-- begin --

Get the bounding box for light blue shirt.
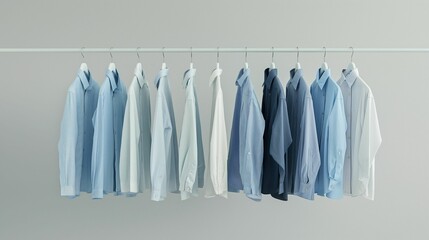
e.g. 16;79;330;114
58;70;99;198
91;70;127;198
179;68;205;200
150;69;179;201
286;69;320;200
310;69;347;199
228;68;265;201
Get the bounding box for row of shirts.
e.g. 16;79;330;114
58;64;381;201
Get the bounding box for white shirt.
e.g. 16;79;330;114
179;68;205;200
150;68;179;201
338;68;381;200
206;68;228;198
119;64;151;196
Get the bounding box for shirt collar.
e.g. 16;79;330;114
134;67;147;87
77;70;91;90
262;68;277;90
106;69;120;92
235;68;250;87
316;68;331;89
209;68;222;86
182;68;197;88
153;68;168;88
289;68;302;90
340;68;359;87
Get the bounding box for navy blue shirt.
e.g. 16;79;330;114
262;68;292;200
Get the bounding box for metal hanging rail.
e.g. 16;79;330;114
0;47;429;53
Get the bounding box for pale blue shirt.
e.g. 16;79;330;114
310;69;347;198
150;69;179;201
91;70;127;198
228;68;265;201
58;70;100;198
179;68;205;200
286;69;320;200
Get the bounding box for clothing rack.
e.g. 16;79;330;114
0;47;429;54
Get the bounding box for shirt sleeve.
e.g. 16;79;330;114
327;90;347;191
91;95;105;199
269;94;292;194
179;99;198;200
58;91;78;197
240;99;265;201
298;95;320;199
119;89;140;196
209;89;228;198
150;92;172;201
358;94;382;200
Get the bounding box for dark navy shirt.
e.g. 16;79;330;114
262;68;292;200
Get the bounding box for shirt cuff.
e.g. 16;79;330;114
92;189;103;199
243;187;262;202
151;189;164;202
61;186;76;197
328;178;340;192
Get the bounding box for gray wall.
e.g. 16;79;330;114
0;0;429;239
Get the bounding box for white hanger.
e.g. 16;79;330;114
136;47;143;73
346;47;356;73
244;47;249;69
109;47;116;72
271;47;276;69
295;47;301;70
161;47;167;69
216;47;219;69
189;47;194;69
320;47;329;70
80;47;89;73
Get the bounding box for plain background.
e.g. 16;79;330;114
0;0;429;239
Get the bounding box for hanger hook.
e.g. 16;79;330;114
162;47;165;62
271;47;274;62
323;47;326;62
80;47;85;58
136;47;140;60
109;47;113;60
296;47;299;62
350;47;355;62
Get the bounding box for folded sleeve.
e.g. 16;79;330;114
179;99;198;200
150;92;172;201
269;94;292;194
358;94;382;200
119;89;140;196
58;91;78;197
240;99;265;201
327;91;347;191
91;94;107;199
299;96;320;196
210;90;228;198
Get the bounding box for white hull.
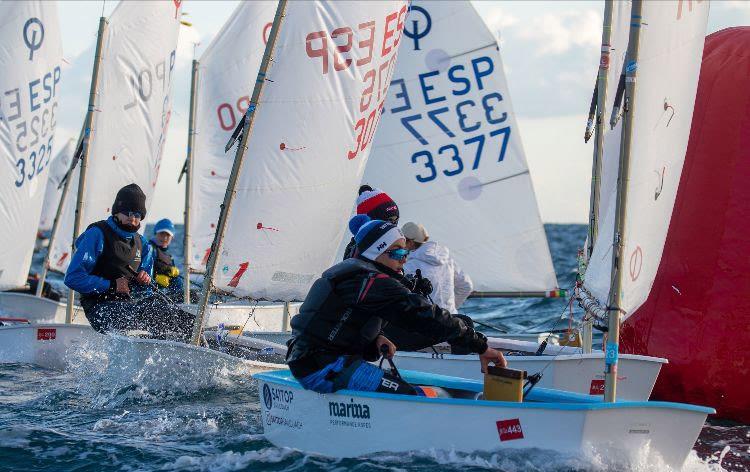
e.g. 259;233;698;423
0;323;101;370
0;323;278;391
0;292;84;325
394;348;667;401
0;292;300;331
255;371;712;468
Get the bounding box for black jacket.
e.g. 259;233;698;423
287;258;487;377
344;238;357;260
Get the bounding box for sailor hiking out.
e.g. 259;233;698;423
65;184;193;339
149;218;184;302
287;215;506;395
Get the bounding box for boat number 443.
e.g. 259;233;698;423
497;418;523;442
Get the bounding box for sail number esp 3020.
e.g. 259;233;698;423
305;5;407;159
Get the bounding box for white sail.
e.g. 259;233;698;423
587;0;633;254
215;1;407;300
0;1;62;290
50;1;180;271
190;1;278;271
585;1;708;319
39;138;76;231
364;1;557;292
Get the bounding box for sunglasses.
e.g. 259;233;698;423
385;247;411;261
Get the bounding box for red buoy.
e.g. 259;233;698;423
621;27;750;423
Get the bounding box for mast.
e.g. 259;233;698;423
183;59;199;303
192;0;287;345
65;16;108;323
586;0;614;260
35;130;83;297
581;0;614;353
604;0;643;402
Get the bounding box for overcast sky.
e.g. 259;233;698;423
57;0;750;223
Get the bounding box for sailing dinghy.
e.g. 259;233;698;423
255;0;714;469
0;2;264;377
0;1;63;321
253;371;714;469
346;1;666;400
188;1;406;342
181;1;299;331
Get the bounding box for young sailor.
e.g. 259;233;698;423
344;185;399;259
65;184;193;338
401;221;474;313
287;215;505;394
149;218;184;302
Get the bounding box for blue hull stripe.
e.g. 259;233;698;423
253;370;716;415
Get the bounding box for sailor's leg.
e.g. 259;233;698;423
383;323;440;351
333;358;421;395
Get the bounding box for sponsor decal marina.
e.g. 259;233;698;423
328;398;372;429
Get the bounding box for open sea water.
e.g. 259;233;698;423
0;225;750;472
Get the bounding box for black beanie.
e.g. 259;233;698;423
112;184;146;218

-- end --

Task :: Can you rewrite all of the data above with every "Get the bounding box for" swapped for "Locate the bounding box of", change nothing else, and leave the pictures out?

Right answer ::
Locate the bounding box of light blue shirt.
e.g. 16;79;330;114
58;70;99;198
91;70;127;198
179;68;205;200
150;69;179;201
286;69;320;200
310;69;347;199
228;68;265;201
Locate the bounding box of row of shirts.
e.g. 16;79;330;114
58;64;381;201
Locate the bounding box of white shirt.
e.g. 16;79;330;114
179;68;205;200
150;68;179;201
338;68;381;200
206;68;228;198
119;64;151;196
Locate the bounding box of shirt collar.
e.g. 16;79;330;114
134;67;147;87
77;70;91;90
262;68;277;90
106;69;120;92
235;68;250;87
316;68;331;89
209;68;222;86
182;68;197;88
153;68;168;88
289;68;302;90
340;68;359;87
Locate the bounding box of navy blue shirt.
e.g. 16;79;330;114
262;68;292;200
Locate the bounding box of metal hanging rail.
e.g. 16;79;330;114
0;47;429;53
Locate the bounding box of pale blue shirt.
e.g. 16;79;330;114
310;69;347;198
150;69;179;201
91;70;127;198
228;68;265;201
58;70;100;198
179;68;205;200
286;69;320;200
Locate the bounding box of clothing rack.
e.g. 16;79;330;114
0;47;429;54
Locate the bounding box of shirt sleeve.
e.g. 16;79;330;114
327;90;347;191
91;95;105;199
269;94;292;194
179;99;198;200
58;91;78;197
240;99;265;201
298;95;320;199
119;89;140;196
209;89;228;198
150;92;172;201
358;94;382;200
Locate the bounding box of dark navy shirt.
e.g. 16;79;330;114
262;68;292;200
Locate the bounding box of shirt cuff.
e.g. 16;79;330;114
92;189;103;199
243;187;262;202
151;189;164;202
61;186;76;197
328;178;340;192
Locate the bounding box of gray wall.
e.g. 16;79;330;114
0;0;429;239
Locate the bounding box of white hanger.
e.g. 16;79;330;114
136;47;143;73
346;47;356;73
244;47;249;69
109;47;116;72
271;47;276;69
295;47;301;70
161;47;167;69
216;47;219;69
189;47;194;69
320;47;329;70
80;47;89;73
Locate the bounding box of plain background.
e.g. 16;79;330;114
0;0;429;239
Locate the bounding box of hanger hook.
e.g. 16;79;330;114
162;47;165;62
271;47;274;62
323;47;326;62
80;47;85;58
136;47;140;60
109;47;113;60
296;47;299;62
350;47;355;62
Locate the bounding box of folded sleeve.
e.g. 16;79;330;114
179;99;198;200
150;92;172;201
269;94;292;194
358;94;382;200
119;89;140;196
58;91;78;197
240;99;265;201
327;91;347;191
91;94;107;199
299;96;320;196
210;90;228;198
Locate the bounding box of white hull.
e.g. 259;233;698;423
0;323;101;370
0;323;278;391
0;292;84;325
394;348;667;401
0;292;300;331
255;371;712;468
Locate the bounding box of black jacket.
e.g. 259;233;698;423
287;258;487;377
344;238;357;260
Locate the bounding box of sailor hiking out.
e.g. 259;233;698;423
65;184;193;339
149;218;184;302
287;215;506;395
Locate the bounding box of boat number 443.
e.g. 259;233;698;423
497;418;523;442
Locate the bounding box of sail number esp 3020.
e.g. 259;233;698;423
305;5;407;159
Locate the bounding box of white sail.
e.g. 259;233;698;423
587;0;633;254
215;1;407;300
0;1;62;290
50;1;180;271
190;1;278;271
585;1;708;319
39;138;76;231
364;1;557;292
Locate the bounding box of sunglasses.
e.g. 259;233;698;423
385;247;411;261
Locate the bounding box of red buoy.
e.g. 259;233;698;423
621;27;750;423
Locate the bounding box of mast.
e.g. 259;233;698;423
183;59;199;303
192;0;287;345
65;16;108;323
586;0;614;260
35;130;83;297
581;0;614;353
604;0;643;402
Locate the bounding box of overcast sky.
e.g. 259;233;698;423
57;0;750;223
Locate the bounding box of sailing dinghy.
e.g. 259;233;698;423
255;0;714;469
0;2;264;377
0;1;63;321
253;371;714;469
346;1;666;400
188;1;406;342
181;1;299;331
Locate the bounding box of young sailor.
e.g. 259;233;698;423
344;185;399;259
65;184;193;338
401;221;474;313
287;215;505;394
149;218;184;302
Locate the bounding box of blue hull stripe.
e.g. 259;233;698;423
253;370;716;415
Locate the bounding box of sailor's leg.
e.g. 259;233;698;423
383;323;440;351
333;358;421;395
Locate the bounding box of sponsor decal marina.
e.g. 259;233;698;423
328;398;372;429
Locate the bounding box of open sea water.
e.g. 259;233;698;423
0;225;750;472
Locate the bounding box of black beanie.
e.g. 259;233;698;423
112;184;146;218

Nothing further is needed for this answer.